Given problem A =
In the rows below, copy out verbatim every line from the one containing "Task: find the bird's head" through the final row, including both of those lines.
--- start Page text ---
Perfect Darkness is the fifth studio album from British musician Fink, and the fourth to be recorded with his self-titled band. It was released on 13 June 2011 on Ninja Tune.

Background
The album was recorded in the space of 20 days with the intention of capturing a "sense of right nowness" and an "organic sounding recording". The title was chosen because it sounded "really first-tracky" to the band. Behind the title is also a deliberate misinterpretation of the genre of folk, and the album is described by Greenall not to be "a collection of songs about being dumped or ships leaving meadows or whatever it is people think folk's supposed to be nowadays, [it] is not that at all."

The album was produced by Billy Bush (who has worked with artists such as Beck and Garbage) and recorded in Brighton and Los Angeles.

Critical reception
Perfect Darkness was met with "generally favorable" reviews from critics. At Metacritic, which assigns a weighted average rating out of 100 to reviews from mainstream publications, this release received an average score of 69 based on 7 reviews.
--- end Page text ---
--- start Source material ---
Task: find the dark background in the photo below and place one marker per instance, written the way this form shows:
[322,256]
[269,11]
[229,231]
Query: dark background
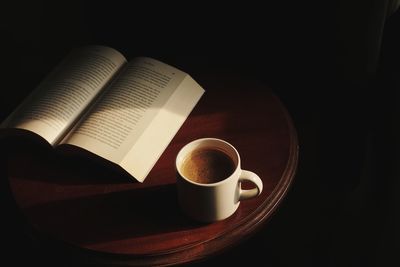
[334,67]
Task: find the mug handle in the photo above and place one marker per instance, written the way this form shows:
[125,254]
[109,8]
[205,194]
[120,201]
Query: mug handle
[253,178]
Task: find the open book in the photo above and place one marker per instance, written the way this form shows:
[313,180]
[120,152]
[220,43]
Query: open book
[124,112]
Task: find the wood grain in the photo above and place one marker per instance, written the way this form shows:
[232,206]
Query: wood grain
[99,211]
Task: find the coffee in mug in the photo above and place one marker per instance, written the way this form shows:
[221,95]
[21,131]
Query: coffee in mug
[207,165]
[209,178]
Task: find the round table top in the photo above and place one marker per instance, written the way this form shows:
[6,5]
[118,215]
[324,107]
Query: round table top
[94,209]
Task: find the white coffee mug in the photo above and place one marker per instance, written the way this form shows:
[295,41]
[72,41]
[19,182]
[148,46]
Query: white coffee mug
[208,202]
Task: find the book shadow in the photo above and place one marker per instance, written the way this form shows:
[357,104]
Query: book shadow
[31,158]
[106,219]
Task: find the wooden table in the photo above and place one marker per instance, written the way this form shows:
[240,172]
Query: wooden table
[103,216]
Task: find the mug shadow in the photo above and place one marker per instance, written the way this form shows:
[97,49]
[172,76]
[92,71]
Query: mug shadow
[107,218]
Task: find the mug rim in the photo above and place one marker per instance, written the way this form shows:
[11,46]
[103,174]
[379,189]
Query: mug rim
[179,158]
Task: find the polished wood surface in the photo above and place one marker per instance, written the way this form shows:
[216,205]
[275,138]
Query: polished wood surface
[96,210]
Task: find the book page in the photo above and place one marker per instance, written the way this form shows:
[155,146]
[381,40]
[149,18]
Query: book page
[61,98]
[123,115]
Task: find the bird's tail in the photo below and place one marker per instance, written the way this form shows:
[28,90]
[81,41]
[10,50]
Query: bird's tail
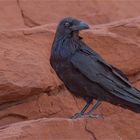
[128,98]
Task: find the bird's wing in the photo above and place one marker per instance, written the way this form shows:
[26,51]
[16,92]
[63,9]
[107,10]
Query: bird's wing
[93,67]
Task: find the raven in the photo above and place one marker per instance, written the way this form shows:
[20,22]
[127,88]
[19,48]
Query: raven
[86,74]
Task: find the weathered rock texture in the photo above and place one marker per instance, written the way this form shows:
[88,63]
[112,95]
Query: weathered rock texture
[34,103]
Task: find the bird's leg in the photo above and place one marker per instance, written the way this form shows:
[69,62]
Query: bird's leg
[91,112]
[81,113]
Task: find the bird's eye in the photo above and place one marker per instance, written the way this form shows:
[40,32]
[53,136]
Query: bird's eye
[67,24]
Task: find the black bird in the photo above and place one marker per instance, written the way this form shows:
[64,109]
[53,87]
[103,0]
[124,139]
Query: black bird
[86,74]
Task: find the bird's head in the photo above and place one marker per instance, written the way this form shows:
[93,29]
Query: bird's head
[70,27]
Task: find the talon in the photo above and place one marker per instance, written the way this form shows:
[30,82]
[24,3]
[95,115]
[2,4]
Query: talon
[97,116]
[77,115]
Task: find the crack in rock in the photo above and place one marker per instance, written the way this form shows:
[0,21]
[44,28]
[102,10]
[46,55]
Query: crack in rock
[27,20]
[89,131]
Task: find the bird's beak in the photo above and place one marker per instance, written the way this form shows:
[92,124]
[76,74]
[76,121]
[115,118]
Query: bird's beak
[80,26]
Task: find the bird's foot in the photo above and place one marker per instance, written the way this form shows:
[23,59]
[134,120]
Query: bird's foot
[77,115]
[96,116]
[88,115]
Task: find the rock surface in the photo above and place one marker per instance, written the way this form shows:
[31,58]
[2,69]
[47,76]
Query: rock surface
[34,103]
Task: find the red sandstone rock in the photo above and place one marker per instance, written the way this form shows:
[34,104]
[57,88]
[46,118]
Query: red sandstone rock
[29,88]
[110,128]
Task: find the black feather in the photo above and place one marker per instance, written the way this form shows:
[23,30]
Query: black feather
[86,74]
--- end Source material ---
Given problem B =
Pick up the text on the album Perfect Darkness where it stops and write what follows.

Exercise result A =
Task: find the bird's head in the photo above and place one marker per instance, written the way this form shows:
[93,29]
Query: bird's head
[70,27]
Task: find the talon in the photo above and place one marker per instance, written the way this form shows:
[30,82]
[24,3]
[95,115]
[2,4]
Query: talon
[97,116]
[77,115]
Task: find the crack in rock in the photo above and place one marker per instance, written the way this form shows:
[0,21]
[44,28]
[102,10]
[46,55]
Query: crack in rock
[27,20]
[89,131]
Task: find the bird's beak in the photo above and place one marker per instance, written the way this form shows:
[92,124]
[76,74]
[76,121]
[115,118]
Query: bird's beak
[80,26]
Task: find the bird's foot in the photo above and place one marker per instance, written the way this form shows:
[23,59]
[134,120]
Query: bird's foot
[77,115]
[96,116]
[88,115]
Task: find the rock surface in the photo above and place one marker per instance, written the way this form shows:
[31,58]
[2,69]
[47,76]
Query: rock surface
[34,103]
Task: find the red sandstone rock in the photo above and place one marker per instance, written the way this form shows:
[34,104]
[57,88]
[46,118]
Query: red sandstone rock
[29,88]
[110,128]
Task: find the black feather in the photo above and place one marker per instance, written the way this form shows:
[23,30]
Query: black feather
[86,74]

Exercise result B =
In a review for The Guardian, critic reviewer Caroline Sullivan wrote: "His [Fink] fifth album often achieves such loveliness you don't want it to end. An organic warmth prevails on even the most emotionally chaotic songs – delicate fingerpicking and squeaking guitar strings sweeten the scathing "Honesty", while his hungover rasp on "Berlin Sunrise" paints an oddly seductive picture of the new day."

Track listing

Personnel

Fink
 Fin Greenall – vocals, acoustic guitars, sound effects ("FX")
 Guy Whittaker – electric and acoustic bass
 Tim Thornton – drums, electric and acoustic guitars

Additional personnel
 Matt Kelly – string arrangement (on "Perfect Darkness")
 Michael Flury – trombone (on "Save It for Somebody Else")
 Shane Beales – electric keyboard (on "Foot in the Door")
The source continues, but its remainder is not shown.